SOURCE MATERIAL: Begin
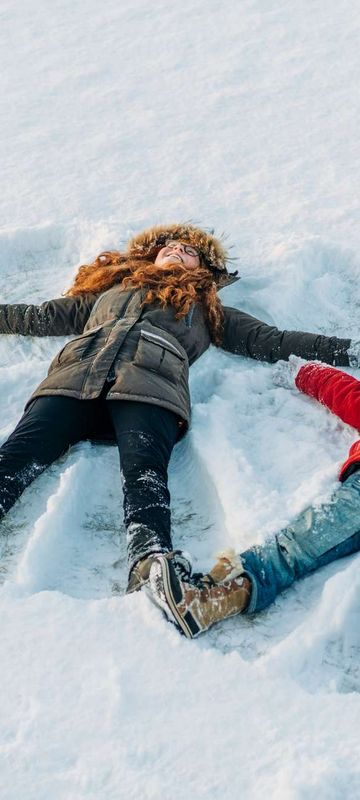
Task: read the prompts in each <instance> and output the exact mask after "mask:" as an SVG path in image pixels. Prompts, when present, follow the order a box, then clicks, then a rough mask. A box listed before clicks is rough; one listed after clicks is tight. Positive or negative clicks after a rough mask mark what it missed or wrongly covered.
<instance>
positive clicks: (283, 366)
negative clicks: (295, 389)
mask: <svg viewBox="0 0 360 800" xmlns="http://www.w3.org/2000/svg"><path fill="white" fill-rule="evenodd" d="M308 363H309V362H308V361H306V360H305V359H304V358H299V356H289V361H277V362H276V364H275V366H274V367H273V371H272V379H273V382H274V383H275V385H276V386H282V387H283V389H295V378H296V376H297V374H298V372H299V369H300V368H301V367H302V366H303V365H304V364H308Z"/></svg>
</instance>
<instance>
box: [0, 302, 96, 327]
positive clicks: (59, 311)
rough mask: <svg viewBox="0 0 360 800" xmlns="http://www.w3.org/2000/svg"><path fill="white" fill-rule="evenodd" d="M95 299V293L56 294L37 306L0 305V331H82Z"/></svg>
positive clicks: (24, 305)
mask: <svg viewBox="0 0 360 800" xmlns="http://www.w3.org/2000/svg"><path fill="white" fill-rule="evenodd" d="M96 299H97V295H96V294H87V295H85V296H82V297H59V298H58V299H56V300H48V301H47V302H46V303H42V304H41V305H40V306H33V305H26V304H24V303H15V304H11V305H0V333H19V334H21V335H22V336H67V335H68V334H72V333H82V332H83V330H84V326H85V325H86V322H87V320H88V318H89V316H90V312H91V309H92V307H93V306H94V304H95V301H96Z"/></svg>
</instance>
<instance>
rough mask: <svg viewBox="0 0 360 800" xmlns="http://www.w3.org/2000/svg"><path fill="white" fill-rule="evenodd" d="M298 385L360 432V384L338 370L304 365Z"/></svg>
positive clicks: (320, 402) (296, 376)
mask: <svg viewBox="0 0 360 800" xmlns="http://www.w3.org/2000/svg"><path fill="white" fill-rule="evenodd" d="M295 383H296V386H297V387H298V389H300V391H301V392H304V393H305V394H308V395H310V397H315V398H316V400H319V401H320V403H322V404H323V405H324V406H326V408H328V409H329V410H330V411H333V413H334V414H336V415H337V416H338V417H340V419H342V421H343V422H347V424H348V425H352V426H353V428H356V429H357V430H360V381H358V380H357V379H356V378H353V377H352V376H351V375H347V374H346V372H342V371H341V370H339V369H334V368H333V367H326V366H322V364H312V363H309V364H304V366H303V367H301V368H300V370H299V372H298V374H297V376H296V378H295Z"/></svg>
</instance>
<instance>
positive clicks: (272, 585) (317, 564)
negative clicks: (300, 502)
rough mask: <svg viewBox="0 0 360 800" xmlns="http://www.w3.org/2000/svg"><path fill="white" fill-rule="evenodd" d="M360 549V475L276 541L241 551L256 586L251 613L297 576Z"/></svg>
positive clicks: (253, 583)
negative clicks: (322, 504) (243, 552)
mask: <svg viewBox="0 0 360 800" xmlns="http://www.w3.org/2000/svg"><path fill="white" fill-rule="evenodd" d="M359 549H360V472H356V473H354V474H353V475H351V476H350V477H349V478H348V479H347V480H346V481H345V482H344V483H342V484H340V486H339V489H338V490H337V491H336V492H335V494H334V496H333V497H332V499H331V501H330V502H329V503H327V504H324V505H322V506H319V507H318V508H308V509H306V511H303V512H302V513H301V514H300V515H299V517H297V519H296V520H295V521H294V522H293V523H292V524H291V525H289V526H288V527H286V528H284V529H283V530H282V531H280V533H278V534H276V536H275V537H274V538H273V539H270V540H269V541H267V542H265V543H264V544H263V545H260V546H255V547H251V548H249V550H246V551H245V552H244V553H241V560H242V563H243V566H244V571H245V572H246V573H247V574H248V576H249V577H250V579H251V582H252V594H251V598H250V603H249V605H248V607H247V609H246V613H252V612H254V611H261V610H262V609H263V608H266V606H268V605H270V603H272V602H273V600H274V599H275V597H276V595H278V594H279V593H280V592H282V591H283V590H284V589H287V588H288V587H289V586H291V584H292V583H294V581H296V580H298V578H303V577H304V576H305V575H308V574H309V573H311V572H314V571H315V570H317V569H319V568H320V567H323V566H325V565H326V564H330V563H331V562H332V561H336V560H337V559H338V558H343V557H344V556H348V555H351V554H352V553H356V552H357V551H358V550H359Z"/></svg>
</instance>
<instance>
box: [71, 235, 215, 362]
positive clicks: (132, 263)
mask: <svg viewBox="0 0 360 800" xmlns="http://www.w3.org/2000/svg"><path fill="white" fill-rule="evenodd" d="M160 249H161V248H159V247H158V248H156V249H154V252H153V253H152V252H151V253H147V255H146V256H129V254H126V253H120V252H118V251H117V250H109V251H106V252H104V253H100V255H99V256H98V257H97V258H96V259H95V261H94V262H93V263H92V264H83V265H82V266H81V267H79V269H78V272H77V274H76V276H75V280H74V283H73V284H72V286H71V287H70V289H68V291H67V292H66V293H65V294H66V295H68V296H73V297H74V296H78V295H83V294H87V293H88V292H94V293H101V292H105V291H106V290H107V289H110V288H111V287H112V286H114V285H115V284H120V286H121V288H123V289H129V288H133V289H147V292H146V295H145V298H144V301H143V305H147V304H150V303H156V302H157V303H159V304H160V306H161V307H162V308H165V306H169V305H170V306H173V308H174V309H175V310H176V319H182V318H183V317H185V316H186V314H187V313H188V312H189V310H190V308H191V306H192V305H193V303H199V304H201V305H202V307H203V309H204V313H205V318H206V320H207V323H208V328H209V333H210V338H211V341H212V342H213V344H215V345H216V346H217V347H219V346H220V345H221V342H222V330H223V311H222V305H221V302H220V300H219V298H218V296H217V287H216V282H215V279H214V275H213V274H212V272H211V271H210V270H209V269H208V268H207V267H205V266H204V265H203V264H202V263H201V257H200V265H199V266H196V267H191V268H189V267H186V266H185V265H184V264H182V263H179V262H178V261H175V262H174V263H169V264H167V265H166V267H164V266H161V267H160V266H158V265H157V264H155V263H154V261H151V260H150V259H151V258H154V260H155V258H156V256H157V253H158V252H159V250H160Z"/></svg>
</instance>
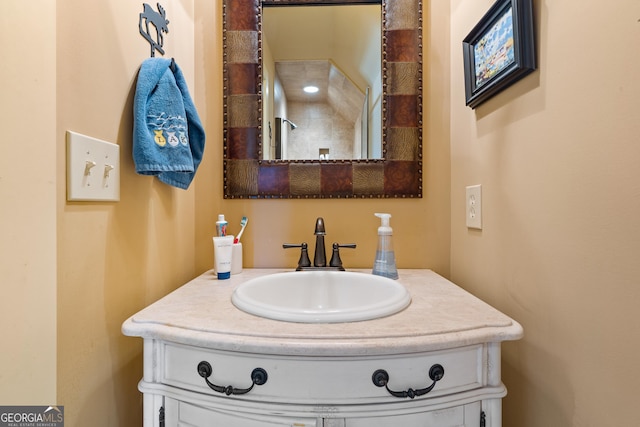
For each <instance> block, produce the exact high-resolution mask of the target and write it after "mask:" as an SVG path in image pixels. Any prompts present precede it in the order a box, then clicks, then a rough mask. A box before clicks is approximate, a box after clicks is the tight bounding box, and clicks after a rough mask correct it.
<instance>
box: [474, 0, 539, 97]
mask: <svg viewBox="0 0 640 427" xmlns="http://www.w3.org/2000/svg"><path fill="white" fill-rule="evenodd" d="M462 47H463V55H464V79H465V96H466V103H467V106H469V107H471V108H476V107H477V106H479V105H480V104H482V103H483V102H485V101H487V100H488V99H489V98H491V97H493V96H494V95H496V94H497V93H499V92H501V91H503V90H504V89H506V88H507V87H509V86H511V85H512V84H514V83H515V82H517V81H518V80H520V79H522V78H523V77H524V76H526V75H527V74H530V73H531V72H532V71H534V70H535V69H536V59H535V42H534V27H533V0H497V1H496V2H495V3H494V4H493V6H491V8H490V9H489V11H487V13H486V14H485V15H484V16H483V17H482V19H480V21H479V22H478V23H477V24H476V26H475V27H474V28H473V29H472V30H471V32H470V33H469V34H468V35H467V36H466V37H465V39H464V40H463V41H462Z"/></svg>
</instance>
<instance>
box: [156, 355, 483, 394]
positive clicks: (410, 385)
mask: <svg viewBox="0 0 640 427" xmlns="http://www.w3.org/2000/svg"><path fill="white" fill-rule="evenodd" d="M161 353H162V356H161V357H160V361H161V362H160V364H159V367H158V368H159V369H160V372H159V374H160V375H159V377H160V379H161V382H162V383H164V384H167V385H173V386H176V387H180V388H183V389H187V390H193V391H197V392H201V393H207V394H210V395H212V396H218V397H224V398H234V399H243V400H251V401H262V402H274V403H275V402H279V403H289V404H314V405H317V404H318V402H320V403H321V404H361V403H384V402H399V401H403V400H410V399H409V398H397V397H393V396H391V395H390V394H389V393H388V392H387V390H386V389H385V388H384V387H377V386H375V385H374V383H373V381H372V375H373V373H374V372H375V371H376V370H379V369H383V370H385V371H386V372H387V374H388V376H389V381H388V387H389V389H391V390H392V391H400V392H401V391H406V390H409V389H413V390H418V389H423V388H425V387H428V386H430V385H431V384H432V382H433V381H432V380H431V379H430V378H429V369H430V368H431V367H432V366H433V365H435V364H440V365H442V367H443V368H444V372H445V373H444V376H443V378H442V379H441V380H440V381H438V382H437V383H436V385H435V386H434V387H433V389H432V390H431V391H430V392H429V393H428V394H426V395H424V396H421V397H416V398H415V400H420V399H428V398H430V397H435V396H443V395H447V394H450V393H457V392H461V391H465V390H472V389H475V388H479V387H481V386H482V385H483V384H484V383H485V382H486V381H485V380H484V378H485V374H484V372H483V367H485V366H486V354H485V351H484V347H483V346H482V345H474V346H469V347H463V348H459V349H454V350H447V351H441V352H430V353H427V354H418V355H402V356H395V357H393V358H389V357H387V358H383V357H358V358H355V357H349V358H347V357H345V358H338V357H291V356H287V357H281V356H280V357H276V356H258V355H255V354H244V353H231V352H221V351H215V350H209V349H201V348H194V347H188V346H182V345H177V344H164V345H163V348H162V350H161ZM202 361H206V362H208V363H209V364H210V365H211V367H212V371H213V372H212V375H211V376H210V377H209V378H208V380H209V381H210V382H211V383H213V384H215V385H218V386H222V387H226V386H232V387H235V388H237V389H246V388H249V387H251V385H252V380H251V372H252V371H253V370H254V369H255V368H262V369H264V370H265V371H266V372H267V374H268V379H267V382H266V383H265V384H263V385H255V386H254V387H253V389H252V390H251V391H250V392H248V393H246V394H243V395H232V396H227V395H225V394H223V393H218V392H215V391H213V390H212V389H210V388H209V386H208V385H207V384H206V382H205V379H204V378H203V377H201V376H200V375H199V374H198V364H199V363H200V362H202Z"/></svg>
SOURCE MATERIAL: End
→ **WHAT YOU ARE ASKED TO DO**
List each line of the material above that includes the word "prompts", copying every such line in full.

→ **SOLUTION BELOW**
Task: read the prompts in each <instance> and output the exact mask after "mask:" as an SVG path in image pixels. Prompts, when present, follow the order a box, then clicks, then a rough mask. A box listed before clicks is rough; one listed after clicks is tight. Positive or negative clicks after a rough mask mark what it missed or wrongly covered.
For each <instance> block, produce the exact high-resolution mask of the target and write it after "mask:" as an SVG path in image pixels. Any prompts present precede it in the order a box, then clicks, then a rough mask. A box before clicks is approximate, a box after clicks is the tight bounding box, and clicks after a rough mask correct it.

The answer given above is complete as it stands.